The news Al Gore should read.
Consensus? What Consensus?
Chill out. Get Informed.
By K. Daniel Glover
Unlike Al Gore, Ann and Phelim love a good debate about the excesses of environmentalism, and they proved it this week at the National Conservative Student Conference in Washington.
Most of the crowd at the Young America's Foundation event applauded the message of Not Evil Just Wrong, which exposes the lies about global warming and the DDT scare tactics that inspired today's environmentalism. But there were a few skeptics who engaged Phelim and Ann in debate both during and after the event.
One woman asked whether today's technology could ensure that DDT does not hurt the environment if used to fight malaria. "There is no evidence that DDT has caused harm to anyone, anywhere, ever in the world," Phelim said. "But it's been a very good propaganda campaign."
Ann added that environmentalists aren't above lying. "You're safe enough," she assured.
The bluntest exchange occurred a when a man from the Young Britons' Foundation, who said his father is a member of the British Green Party, made the case for protecting "green spaces" in London. "I would like us to grow up in a world that has green spaces and wildlife and all of the rest of it," he said, asking Phelim and Ann their views on aviation expansion.
Phelim reminded the audience that Gore "has an electricity bill 10 times the average American" and that stopping airport expansion in London also means stopping it in poor countries that need more of that kind of progress.
"I really, really, really want to see the day when everybody in Africa and London has Al Gore's electricity bill," Phelim added. "It will mean the end of poverty. ... And we're not going to end poverty by stopping airports expanding."
Ann scoffed at the notion that the world is on the verge of losing all of its green spaces, a concept pushed on children in the 2008 animated movie WALL-E. And she praised the value of big cities like London, which contribute to the arts, education and medicine.
After the speech, Ann chatted with several college students. One of them, also from Britain, insisted that mankind is to blame for "climate change." He characterized himself as a moderate and distanced himself from both anti-pollution legislation and environmentalists who say there are too many people on the planet, but he said carbon dioxide emissions are a problem.
Ann peppered the man with questions about why the earth was warmer before and whether the United States should impose regulations to address his concerns.
Toward the end of the debate, the man noted that he hadn't tried to escape. "Al Gore walks away," Ann said in response. "What do you make of that?"
"If I had studied the issue in depth and I was armed with facts and statistics [like Gore]," he said, "then I'd stay and argue."
The British student is definitely the exception to the rule. As Ann noted in her speech, environmentalists love to talk about "settled science" and shut down rhetorically whenever they are challenged about the havoc they have wreaked on poor children.
After they "do their whole emotional thing about the lemurs," she said, "they will eventually walk away because they have no answer to your question."

ASSIGNED TASK A
In the article, how does Phelim compare Al Gore's electricity bill with the average American's?
ASSIGNED TASK B
Quote the article word for word, beginning at the words "The news Al" and stopping after "Conference in Washington.".

Stored data

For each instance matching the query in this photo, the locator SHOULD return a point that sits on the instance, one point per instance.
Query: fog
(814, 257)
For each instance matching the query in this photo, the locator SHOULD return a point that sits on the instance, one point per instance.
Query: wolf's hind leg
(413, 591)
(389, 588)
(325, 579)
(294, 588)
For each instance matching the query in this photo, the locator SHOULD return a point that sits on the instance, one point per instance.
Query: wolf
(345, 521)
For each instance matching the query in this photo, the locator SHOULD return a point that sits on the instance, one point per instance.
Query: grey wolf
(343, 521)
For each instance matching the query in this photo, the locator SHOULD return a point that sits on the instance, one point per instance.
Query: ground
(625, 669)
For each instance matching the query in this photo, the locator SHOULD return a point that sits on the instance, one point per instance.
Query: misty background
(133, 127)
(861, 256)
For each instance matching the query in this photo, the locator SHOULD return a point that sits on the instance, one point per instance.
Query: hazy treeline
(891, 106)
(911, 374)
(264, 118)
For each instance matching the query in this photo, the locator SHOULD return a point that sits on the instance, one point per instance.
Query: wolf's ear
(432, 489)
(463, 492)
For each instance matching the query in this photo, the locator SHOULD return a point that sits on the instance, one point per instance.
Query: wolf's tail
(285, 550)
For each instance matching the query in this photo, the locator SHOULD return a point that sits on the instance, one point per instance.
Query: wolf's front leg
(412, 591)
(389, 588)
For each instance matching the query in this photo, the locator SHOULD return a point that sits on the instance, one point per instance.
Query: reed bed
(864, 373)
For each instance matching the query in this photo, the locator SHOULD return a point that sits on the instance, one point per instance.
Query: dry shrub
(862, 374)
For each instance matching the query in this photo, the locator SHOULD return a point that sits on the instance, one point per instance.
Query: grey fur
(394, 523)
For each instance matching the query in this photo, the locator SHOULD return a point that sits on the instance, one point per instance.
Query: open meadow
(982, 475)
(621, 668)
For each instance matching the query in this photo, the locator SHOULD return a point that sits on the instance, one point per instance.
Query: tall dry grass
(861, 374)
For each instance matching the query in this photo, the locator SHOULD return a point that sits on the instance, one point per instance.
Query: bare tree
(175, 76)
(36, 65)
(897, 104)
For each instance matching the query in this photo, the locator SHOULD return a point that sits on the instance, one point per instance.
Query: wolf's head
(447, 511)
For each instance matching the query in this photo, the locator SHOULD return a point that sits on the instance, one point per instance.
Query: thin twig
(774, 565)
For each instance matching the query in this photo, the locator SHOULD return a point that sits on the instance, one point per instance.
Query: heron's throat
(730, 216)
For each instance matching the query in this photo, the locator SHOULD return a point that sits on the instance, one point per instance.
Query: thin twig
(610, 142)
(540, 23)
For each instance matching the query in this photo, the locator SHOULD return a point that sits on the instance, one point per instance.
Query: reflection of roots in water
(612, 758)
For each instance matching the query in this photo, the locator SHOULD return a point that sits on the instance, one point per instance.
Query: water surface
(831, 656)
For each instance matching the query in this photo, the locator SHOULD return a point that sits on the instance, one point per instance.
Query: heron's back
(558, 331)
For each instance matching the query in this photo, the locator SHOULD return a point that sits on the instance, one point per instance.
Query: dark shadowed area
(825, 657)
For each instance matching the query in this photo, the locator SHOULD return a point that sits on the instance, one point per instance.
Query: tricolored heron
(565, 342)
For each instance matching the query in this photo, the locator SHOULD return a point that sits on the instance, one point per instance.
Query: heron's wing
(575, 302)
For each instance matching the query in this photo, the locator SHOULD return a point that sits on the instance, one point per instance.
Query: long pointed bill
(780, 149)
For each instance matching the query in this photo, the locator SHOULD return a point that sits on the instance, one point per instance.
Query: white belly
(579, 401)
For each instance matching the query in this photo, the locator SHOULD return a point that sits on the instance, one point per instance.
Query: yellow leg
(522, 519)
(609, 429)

RESULT A
He says Gore's electricity bill is 10 times the average American's.

RESULT B
The news Al Gore should read.
Consensus? What Consensus?
Chill out. Get Informed.
By K. Daniel Glover
Unlike Al Gore, Ann and Phelim love a good debate about the excesses of environmentalism, and they proved it this week at the National Conservative Student Conference in Washington.